%%

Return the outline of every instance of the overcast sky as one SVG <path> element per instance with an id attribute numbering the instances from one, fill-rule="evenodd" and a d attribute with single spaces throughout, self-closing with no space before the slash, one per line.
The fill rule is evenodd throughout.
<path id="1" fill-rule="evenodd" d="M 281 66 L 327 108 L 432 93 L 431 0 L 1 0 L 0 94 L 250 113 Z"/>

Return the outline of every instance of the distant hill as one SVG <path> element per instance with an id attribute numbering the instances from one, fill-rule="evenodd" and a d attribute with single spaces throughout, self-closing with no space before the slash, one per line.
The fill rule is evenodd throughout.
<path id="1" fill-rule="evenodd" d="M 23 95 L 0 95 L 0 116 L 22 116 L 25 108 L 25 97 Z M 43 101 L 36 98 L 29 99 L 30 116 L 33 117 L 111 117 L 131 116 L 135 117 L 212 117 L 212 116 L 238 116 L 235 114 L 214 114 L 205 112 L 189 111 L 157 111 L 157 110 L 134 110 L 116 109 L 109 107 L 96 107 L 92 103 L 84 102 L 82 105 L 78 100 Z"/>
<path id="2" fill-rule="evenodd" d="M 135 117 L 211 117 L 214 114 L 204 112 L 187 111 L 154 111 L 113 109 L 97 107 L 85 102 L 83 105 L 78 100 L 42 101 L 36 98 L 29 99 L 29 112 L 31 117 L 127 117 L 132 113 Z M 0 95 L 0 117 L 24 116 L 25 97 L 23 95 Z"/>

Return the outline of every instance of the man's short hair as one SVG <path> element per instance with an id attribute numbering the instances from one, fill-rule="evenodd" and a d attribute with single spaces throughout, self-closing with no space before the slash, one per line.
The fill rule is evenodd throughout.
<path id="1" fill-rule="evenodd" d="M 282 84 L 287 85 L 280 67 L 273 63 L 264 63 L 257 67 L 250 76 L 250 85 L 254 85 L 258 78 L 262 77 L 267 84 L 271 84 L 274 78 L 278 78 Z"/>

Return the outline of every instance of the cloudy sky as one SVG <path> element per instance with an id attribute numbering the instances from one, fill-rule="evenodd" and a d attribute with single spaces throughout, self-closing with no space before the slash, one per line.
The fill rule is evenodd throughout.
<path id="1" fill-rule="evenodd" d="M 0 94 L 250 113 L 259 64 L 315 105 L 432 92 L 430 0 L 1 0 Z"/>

%%

• _Your goal_: Transcribe the listing from start to finish, exactly as given.

• _Exercise response_:
Return the outline of every instance of the overcast sky as one SVG <path> element per instance with an id attribute numbering the instances from one, fill-rule="evenodd" and a d attribute with single spaces throughout, self-closing with no space before the slash, one per line.
The fill rule is evenodd throughout.
<path id="1" fill-rule="evenodd" d="M 281 66 L 327 108 L 432 93 L 431 0 L 1 0 L 0 94 L 250 113 Z"/>

Return the outline of every instance of the distant hill as one SVG <path> element per instance with an id attribute numbering the instances from one, fill-rule="evenodd" and a d attribute with single spaces throughout, self-closing with no space before the slash, one per line.
The fill rule is evenodd throughout.
<path id="1" fill-rule="evenodd" d="M 23 95 L 0 95 L 0 116 L 22 116 L 25 108 L 25 97 Z M 43 101 L 36 98 L 29 99 L 30 116 L 33 117 L 111 117 L 131 116 L 135 117 L 212 117 L 212 116 L 238 116 L 235 114 L 214 114 L 205 112 L 189 111 L 157 111 L 157 110 L 134 110 L 116 109 L 109 107 L 96 107 L 92 103 L 84 102 L 82 105 L 78 100 Z"/>
<path id="2" fill-rule="evenodd" d="M 135 117 L 211 117 L 214 114 L 204 112 L 187 111 L 154 111 L 113 109 L 97 107 L 85 102 L 83 105 L 78 100 L 42 101 L 36 98 L 29 99 L 29 112 L 31 117 L 127 117 L 132 113 Z M 0 95 L 0 117 L 24 116 L 25 97 L 23 95 Z"/>

Return the outline of every instance of the man's short hair as one SVG <path> element per instance with an id attribute numbering the instances from one, fill-rule="evenodd" and a d attribute with single spaces throughout, self-closing with no space before the slash, one per line.
The fill rule is evenodd throughout.
<path id="1" fill-rule="evenodd" d="M 282 84 L 287 85 L 280 67 L 273 63 L 264 63 L 257 67 L 250 76 L 250 85 L 254 85 L 258 78 L 262 77 L 267 84 L 271 84 L 274 78 L 278 78 Z"/>

Return the outline of every instance of the cloudy sky as one SVG <path> element per instance with an id attribute numbering the instances from one, fill-rule="evenodd" and a d attribute with single spaces throughout, self-closing with no space before the slash, one per line.
The fill rule is evenodd throughout.
<path id="1" fill-rule="evenodd" d="M 0 94 L 250 113 L 259 64 L 315 105 L 432 92 L 430 0 L 1 0 Z"/>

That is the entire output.